_Passage given_.
In my childhood my father wasn’t just my father; he was my daddy. I always thought of him as “big”. His hands were big as they caught me when I jumped into swimming pools. His shadow was big as I stood in it for shade at traffic junctions. The music from his French horn was big as well, because it seemed like it could envelope me, no matter where I was and what I was doing. Biggest of all was his booming voice that you could not mistake, because it made everything in the world seem all right.

Dad had come to Singapore from Shanghai, but fit in quickly with the locals, sharing the national love of food. At meal times he’d tuck into bowls of spicy noodles, often breaking out in a sweat as his friendly, jovial face turned red. I’d watch him eat, toying with the leftovers on my plate. And he’d eat those too. For years he joked that he was a human “trash can”, there to eat whatever my mother and I (and later my brother) couldn’t finish.

Every weekend we would grab our suits and floats, wave goodbye to Mum and walk to the community swimming pools. Week after week he would try to teach me how to swim, and week after week he would fail in his battle with a stubborn, playful little girl. But we always had fun, and a soundtrack of excited shrieks and high-pitched laughter always accompanied memories of those weekends.

_Data section_.
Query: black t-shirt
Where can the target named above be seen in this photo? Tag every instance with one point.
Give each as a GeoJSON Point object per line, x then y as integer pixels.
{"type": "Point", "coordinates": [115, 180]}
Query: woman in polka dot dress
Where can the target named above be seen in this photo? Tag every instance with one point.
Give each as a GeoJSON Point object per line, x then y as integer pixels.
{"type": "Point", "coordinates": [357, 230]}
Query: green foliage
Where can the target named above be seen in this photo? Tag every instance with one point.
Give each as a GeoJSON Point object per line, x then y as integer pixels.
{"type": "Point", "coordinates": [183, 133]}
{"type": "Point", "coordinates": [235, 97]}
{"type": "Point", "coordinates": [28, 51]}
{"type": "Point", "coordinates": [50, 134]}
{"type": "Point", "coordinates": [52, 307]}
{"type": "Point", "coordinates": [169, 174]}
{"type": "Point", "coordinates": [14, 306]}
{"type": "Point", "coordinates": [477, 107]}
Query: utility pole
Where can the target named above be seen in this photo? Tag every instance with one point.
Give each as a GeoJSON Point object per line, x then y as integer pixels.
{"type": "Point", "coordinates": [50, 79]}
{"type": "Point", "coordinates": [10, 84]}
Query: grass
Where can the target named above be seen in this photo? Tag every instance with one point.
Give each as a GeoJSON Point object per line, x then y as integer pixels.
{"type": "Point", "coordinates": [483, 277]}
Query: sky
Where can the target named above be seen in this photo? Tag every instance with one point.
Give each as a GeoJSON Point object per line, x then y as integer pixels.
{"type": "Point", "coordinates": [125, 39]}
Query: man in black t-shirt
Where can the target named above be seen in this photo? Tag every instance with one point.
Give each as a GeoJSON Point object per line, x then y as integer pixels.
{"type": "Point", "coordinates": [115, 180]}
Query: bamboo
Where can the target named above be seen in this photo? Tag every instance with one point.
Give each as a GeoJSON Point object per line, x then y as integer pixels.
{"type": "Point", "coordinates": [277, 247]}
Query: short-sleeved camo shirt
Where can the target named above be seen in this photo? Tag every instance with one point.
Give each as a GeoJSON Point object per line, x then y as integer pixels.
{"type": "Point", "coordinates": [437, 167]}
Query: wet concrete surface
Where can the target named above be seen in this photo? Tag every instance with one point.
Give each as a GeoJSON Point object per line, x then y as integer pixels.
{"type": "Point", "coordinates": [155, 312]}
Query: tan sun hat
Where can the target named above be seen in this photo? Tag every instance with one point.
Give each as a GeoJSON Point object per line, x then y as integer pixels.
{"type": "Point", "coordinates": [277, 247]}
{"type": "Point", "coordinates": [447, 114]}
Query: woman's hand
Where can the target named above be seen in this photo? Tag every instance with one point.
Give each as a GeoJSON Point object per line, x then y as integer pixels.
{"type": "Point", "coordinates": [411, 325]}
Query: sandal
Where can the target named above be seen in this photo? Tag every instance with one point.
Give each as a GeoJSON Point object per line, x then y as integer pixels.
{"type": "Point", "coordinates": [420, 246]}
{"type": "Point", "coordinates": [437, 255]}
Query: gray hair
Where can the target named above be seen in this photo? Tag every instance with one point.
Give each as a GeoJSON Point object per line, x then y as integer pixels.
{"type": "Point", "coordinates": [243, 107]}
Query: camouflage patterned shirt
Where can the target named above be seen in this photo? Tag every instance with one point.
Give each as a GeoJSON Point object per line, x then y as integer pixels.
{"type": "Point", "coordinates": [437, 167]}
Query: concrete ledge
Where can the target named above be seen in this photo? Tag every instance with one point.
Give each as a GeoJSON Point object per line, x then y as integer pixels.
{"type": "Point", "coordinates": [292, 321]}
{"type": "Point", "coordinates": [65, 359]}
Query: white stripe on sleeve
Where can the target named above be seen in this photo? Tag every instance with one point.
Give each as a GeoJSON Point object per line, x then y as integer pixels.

_Work to complete_.
**A.** Answer these questions about the childhood memoir, using the text alone.
(i) Which city did the father come to Singapore from?
(ii) What instrument did the father play?
(iii) Where did the father and the child walk to every weekend?
**B.** Carry on the childhood memoir about the father, beginning right after its final sentence.

_Results_.
**A.**
(i) Shanghai
(ii) The French horn
(iii) The community swimming pools

**B.**
He held the position of Principal French Horn in the Singapore Symphony Orchestra, and though he spoke of meeting or studying with great French horn players in the world, I never really paid much attention to that. Surely he was the greatest French horn player in the world. That belief was further strengthened by the number of students who wanted to study with him, and I used to feel a foolish sort of superiority over them; they were his students, but he was my father. His attention was the much-coveted prize, and it belonged to me.
The very first piece of original writing that I did for Writing Genres this term. It was a confession of sorts, I suppose, because I had never said any of this to my father's face before.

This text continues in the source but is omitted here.